> _TEXT SHOWN_:

▼

Marotta et al. explain in Chapter 1, “Quality Management in Web Warehouses,” a reference architecture for quality-aware Web Warehouses, which is useful for evaluating and managing quality aspects through all the life cycle of a Web Warehouse. The challenging task of designing a Web Warehouse requires the management of quality aspects to (i) properly select Web sources with which to populate the Web Warehouse, and to (ii) measure and offer quality attributes to final users of the Web Warehouse to improve their decision making.

Next, in Chapter 2 “Innovative Approaches for efficiently Warehousing Complex Data from the Web,” Bentayeb et al. propose extracting information from the Web, and transforming and loading it to a Web Warehouse, which provides uniform access methods for automatic processing of the data. Specifically, the authors present three research lines (i) the use of XML as a logical and physical model for complex data warehouses, (ii) associating data mining to OLAP to allow elaborated analysis tasks for complex data, and (iii) schema evolution in complex data warehouses for personalized analyses.

▲

> _RECORDS SHOWN_:
▼

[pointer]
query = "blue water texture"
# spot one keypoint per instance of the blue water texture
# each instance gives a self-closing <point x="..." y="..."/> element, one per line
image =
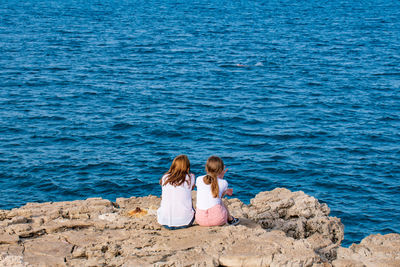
<point x="98" y="97"/>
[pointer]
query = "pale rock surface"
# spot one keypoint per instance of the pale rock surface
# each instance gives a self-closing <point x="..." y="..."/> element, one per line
<point x="374" y="250"/>
<point x="300" y="216"/>
<point x="278" y="228"/>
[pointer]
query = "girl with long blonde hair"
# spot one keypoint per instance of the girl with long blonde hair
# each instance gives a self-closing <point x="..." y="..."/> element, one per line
<point x="210" y="209"/>
<point x="176" y="209"/>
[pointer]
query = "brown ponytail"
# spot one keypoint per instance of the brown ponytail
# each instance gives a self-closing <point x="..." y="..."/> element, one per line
<point x="214" y="167"/>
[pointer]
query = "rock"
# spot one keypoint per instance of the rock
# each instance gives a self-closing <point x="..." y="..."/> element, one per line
<point x="11" y="260"/>
<point x="299" y="216"/>
<point x="6" y="238"/>
<point x="374" y="250"/>
<point x="278" y="228"/>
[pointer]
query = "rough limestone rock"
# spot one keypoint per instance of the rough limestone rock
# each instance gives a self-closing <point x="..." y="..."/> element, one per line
<point x="374" y="250"/>
<point x="98" y="232"/>
<point x="299" y="216"/>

▲

From the Web Warehouse chapter summaries above, set down the stretch from "Marotta et al." through "their decision making.", word for word.

> _FINISHED ANSWER_:
Marotta et al. explain in Chapter 1, “Quality Management in Web Warehouses,” a reference architecture for quality-aware Web Warehouses, which is useful for evaluating and managing quality aspects through all the life cycle of a Web Warehouse. The challenging task of designing a Web Warehouse requires the management of quality aspects to (i) properly select Web sources with which to populate the Web Warehouse, and to (ii) measure and offer quality attributes to final users of the Web Warehouse to improve their decision making.